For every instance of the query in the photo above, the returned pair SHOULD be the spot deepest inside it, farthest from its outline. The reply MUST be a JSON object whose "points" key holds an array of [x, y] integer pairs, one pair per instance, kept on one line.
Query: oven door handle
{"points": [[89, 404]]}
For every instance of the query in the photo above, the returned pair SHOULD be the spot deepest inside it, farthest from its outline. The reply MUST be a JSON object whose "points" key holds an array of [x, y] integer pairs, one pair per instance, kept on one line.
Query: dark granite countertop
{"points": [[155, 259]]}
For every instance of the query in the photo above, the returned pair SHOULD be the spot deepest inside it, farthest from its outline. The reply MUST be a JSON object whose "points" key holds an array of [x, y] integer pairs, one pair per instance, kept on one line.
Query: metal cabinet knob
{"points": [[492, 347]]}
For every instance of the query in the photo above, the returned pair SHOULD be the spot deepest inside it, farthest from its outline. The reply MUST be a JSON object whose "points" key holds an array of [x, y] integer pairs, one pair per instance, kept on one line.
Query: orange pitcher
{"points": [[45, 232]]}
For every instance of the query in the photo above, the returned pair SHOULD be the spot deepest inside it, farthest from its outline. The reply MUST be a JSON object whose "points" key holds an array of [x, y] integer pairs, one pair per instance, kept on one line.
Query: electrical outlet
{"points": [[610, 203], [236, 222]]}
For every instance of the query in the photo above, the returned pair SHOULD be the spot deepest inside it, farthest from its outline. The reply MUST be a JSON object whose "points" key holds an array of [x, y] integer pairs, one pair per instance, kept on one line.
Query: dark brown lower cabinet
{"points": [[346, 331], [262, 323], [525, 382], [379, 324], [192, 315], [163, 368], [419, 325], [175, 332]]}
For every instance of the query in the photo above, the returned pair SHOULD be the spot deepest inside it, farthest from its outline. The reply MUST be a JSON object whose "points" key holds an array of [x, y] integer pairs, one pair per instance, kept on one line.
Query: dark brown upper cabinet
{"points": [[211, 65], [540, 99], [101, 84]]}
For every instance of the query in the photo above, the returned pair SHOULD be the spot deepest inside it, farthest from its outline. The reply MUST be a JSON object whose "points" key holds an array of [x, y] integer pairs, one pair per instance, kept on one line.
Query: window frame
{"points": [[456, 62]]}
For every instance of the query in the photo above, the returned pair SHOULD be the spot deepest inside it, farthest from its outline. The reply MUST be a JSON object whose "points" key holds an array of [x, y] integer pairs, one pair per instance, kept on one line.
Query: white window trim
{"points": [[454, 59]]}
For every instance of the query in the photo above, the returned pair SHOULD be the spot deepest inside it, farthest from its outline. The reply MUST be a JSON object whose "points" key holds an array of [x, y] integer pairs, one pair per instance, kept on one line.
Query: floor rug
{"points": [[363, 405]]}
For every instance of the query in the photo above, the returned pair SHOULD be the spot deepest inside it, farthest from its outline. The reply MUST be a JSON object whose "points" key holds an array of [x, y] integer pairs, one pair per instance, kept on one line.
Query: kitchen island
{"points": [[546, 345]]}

══════════════════════════════

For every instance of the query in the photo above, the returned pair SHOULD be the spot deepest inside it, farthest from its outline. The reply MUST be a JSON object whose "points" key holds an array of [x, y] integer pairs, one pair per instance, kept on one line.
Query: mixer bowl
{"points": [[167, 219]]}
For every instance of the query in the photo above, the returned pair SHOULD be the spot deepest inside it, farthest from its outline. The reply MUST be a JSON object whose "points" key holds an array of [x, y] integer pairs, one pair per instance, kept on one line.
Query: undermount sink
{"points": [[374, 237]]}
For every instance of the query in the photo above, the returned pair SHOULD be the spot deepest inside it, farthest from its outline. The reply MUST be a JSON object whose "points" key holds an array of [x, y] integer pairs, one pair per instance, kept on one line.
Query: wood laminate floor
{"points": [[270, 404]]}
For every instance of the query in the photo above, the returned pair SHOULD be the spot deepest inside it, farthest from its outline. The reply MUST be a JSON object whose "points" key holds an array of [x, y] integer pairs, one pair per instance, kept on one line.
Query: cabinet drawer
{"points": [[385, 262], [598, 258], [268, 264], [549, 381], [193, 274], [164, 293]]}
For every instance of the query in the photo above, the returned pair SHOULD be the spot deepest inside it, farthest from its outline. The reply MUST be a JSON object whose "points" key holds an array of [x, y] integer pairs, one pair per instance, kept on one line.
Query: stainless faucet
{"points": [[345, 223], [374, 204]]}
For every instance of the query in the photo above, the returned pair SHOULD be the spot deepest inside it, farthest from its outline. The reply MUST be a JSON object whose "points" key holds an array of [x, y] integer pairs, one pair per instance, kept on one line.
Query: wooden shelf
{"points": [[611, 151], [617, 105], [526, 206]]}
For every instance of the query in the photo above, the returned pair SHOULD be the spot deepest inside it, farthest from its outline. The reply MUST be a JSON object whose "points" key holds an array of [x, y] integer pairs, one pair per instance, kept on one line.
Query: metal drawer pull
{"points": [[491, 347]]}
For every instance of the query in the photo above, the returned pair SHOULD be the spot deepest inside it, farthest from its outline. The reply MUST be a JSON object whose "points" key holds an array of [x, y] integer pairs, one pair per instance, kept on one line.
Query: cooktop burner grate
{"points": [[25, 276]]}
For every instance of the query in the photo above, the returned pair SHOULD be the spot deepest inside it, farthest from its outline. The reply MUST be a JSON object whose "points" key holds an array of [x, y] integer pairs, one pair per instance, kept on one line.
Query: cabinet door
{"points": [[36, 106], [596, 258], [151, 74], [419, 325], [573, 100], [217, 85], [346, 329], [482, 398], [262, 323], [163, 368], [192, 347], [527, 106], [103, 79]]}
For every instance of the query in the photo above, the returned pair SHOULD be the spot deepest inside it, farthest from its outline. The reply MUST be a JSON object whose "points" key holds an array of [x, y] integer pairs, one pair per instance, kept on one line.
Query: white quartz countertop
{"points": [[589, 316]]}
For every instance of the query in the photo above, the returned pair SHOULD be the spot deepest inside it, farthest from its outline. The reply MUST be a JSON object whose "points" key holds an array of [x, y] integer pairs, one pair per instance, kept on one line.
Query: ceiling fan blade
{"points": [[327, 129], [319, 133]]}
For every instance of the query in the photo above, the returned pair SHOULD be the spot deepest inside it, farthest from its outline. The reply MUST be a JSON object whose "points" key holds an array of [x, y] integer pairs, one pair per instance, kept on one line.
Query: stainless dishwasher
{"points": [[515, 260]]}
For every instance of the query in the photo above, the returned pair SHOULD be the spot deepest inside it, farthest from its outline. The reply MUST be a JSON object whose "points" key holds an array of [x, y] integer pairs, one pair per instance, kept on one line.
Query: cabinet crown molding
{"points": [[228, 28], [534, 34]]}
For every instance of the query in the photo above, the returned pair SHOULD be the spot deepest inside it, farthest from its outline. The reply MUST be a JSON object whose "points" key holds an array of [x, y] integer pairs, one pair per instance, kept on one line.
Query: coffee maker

══════════════════════════════

PROBLEM TO SOLVE: Using the records above, copy word for word the line with "Query: stainless dishwasher", the line with "Query: coffee maker", and every line between them.

TASK OUTPUT:
Query: stainless dishwasher
{"points": [[515, 260]]}
For every instance of the query in the photo above, the returned pair SHOULD be the spot deepest inside it, farthest from its outline. The reply MUST be a JSON object whose "points" key holds an array of [x, y] integer pairs, one pair per instance, kept on one line.
Query: cabinet crown molding
{"points": [[228, 28], [534, 34]]}
For every instance of the query in the photo above, the returned pair SHOULD be the spot deepest inside it, farthest from its outline. The reply MUST be a JSON object whose "points" key holds an array of [x, y] integer pairs, one pair per instance, kept on one line.
Query: coffee maker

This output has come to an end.